What to do: Provide a character-exact reproduction of the lines from the line with "[[869, 481], [4, 506]]" to the end of the entries.

Materials provided:
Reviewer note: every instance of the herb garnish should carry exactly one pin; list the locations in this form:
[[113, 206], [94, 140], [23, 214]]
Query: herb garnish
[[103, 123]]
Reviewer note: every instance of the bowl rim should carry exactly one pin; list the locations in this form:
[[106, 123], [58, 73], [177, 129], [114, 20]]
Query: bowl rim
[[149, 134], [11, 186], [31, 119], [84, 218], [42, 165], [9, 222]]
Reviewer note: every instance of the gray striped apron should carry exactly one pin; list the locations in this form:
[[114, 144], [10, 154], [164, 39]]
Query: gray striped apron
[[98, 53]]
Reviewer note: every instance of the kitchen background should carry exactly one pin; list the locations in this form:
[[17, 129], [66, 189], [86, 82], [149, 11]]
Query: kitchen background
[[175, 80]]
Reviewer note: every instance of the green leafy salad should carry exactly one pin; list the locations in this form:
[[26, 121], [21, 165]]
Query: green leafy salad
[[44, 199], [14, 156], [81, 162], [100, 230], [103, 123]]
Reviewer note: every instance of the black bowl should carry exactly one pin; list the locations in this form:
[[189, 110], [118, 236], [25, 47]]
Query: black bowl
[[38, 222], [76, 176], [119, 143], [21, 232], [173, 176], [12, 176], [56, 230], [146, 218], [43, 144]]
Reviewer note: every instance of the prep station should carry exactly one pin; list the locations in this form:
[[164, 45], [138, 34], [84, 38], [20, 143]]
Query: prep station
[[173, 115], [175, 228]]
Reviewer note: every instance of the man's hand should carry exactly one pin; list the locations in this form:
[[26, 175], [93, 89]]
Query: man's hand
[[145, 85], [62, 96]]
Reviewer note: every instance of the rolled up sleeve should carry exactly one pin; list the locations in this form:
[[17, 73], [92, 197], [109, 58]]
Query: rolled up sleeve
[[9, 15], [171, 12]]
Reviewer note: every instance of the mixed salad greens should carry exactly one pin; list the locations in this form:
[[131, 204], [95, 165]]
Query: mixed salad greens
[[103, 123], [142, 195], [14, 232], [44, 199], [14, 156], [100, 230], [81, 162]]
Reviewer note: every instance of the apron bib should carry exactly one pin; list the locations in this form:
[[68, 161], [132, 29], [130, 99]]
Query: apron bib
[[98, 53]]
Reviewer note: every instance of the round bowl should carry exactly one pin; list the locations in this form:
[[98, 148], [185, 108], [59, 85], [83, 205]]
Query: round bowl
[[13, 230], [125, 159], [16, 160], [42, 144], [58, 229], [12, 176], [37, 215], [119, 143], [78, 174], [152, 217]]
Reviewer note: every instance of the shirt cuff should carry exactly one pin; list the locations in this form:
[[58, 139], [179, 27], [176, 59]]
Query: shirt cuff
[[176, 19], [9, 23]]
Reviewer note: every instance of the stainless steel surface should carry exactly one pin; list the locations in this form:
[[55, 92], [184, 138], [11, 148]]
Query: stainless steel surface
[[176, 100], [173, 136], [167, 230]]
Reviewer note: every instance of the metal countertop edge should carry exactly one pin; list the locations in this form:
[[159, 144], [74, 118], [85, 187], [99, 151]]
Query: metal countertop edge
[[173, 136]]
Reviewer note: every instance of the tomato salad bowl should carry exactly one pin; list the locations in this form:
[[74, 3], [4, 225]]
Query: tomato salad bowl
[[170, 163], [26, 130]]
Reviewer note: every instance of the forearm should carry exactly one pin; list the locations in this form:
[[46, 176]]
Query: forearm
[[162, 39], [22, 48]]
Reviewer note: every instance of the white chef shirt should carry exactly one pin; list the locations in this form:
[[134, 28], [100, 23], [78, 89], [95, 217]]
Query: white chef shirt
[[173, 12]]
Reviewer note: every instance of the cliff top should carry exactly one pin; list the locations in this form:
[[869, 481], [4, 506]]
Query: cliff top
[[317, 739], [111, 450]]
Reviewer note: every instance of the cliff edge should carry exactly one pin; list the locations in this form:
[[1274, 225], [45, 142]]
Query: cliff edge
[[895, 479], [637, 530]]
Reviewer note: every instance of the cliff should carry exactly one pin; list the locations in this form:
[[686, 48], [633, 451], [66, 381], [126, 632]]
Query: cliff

Task result:
[[869, 481], [4, 506]]
Query: cliff top
[[317, 739], [111, 450]]
Reviewer note: every instance of the cliff edge should carry exactly one pin; list the locations in this form:
[[1274, 225], [45, 142]]
Query: cliff edge
[[895, 479], [637, 530]]
Reviewer note: every instance of the cliff should carry exactly one pin; list the locations in this form:
[[686, 48], [633, 451], [66, 381], [126, 632]]
Query: cliff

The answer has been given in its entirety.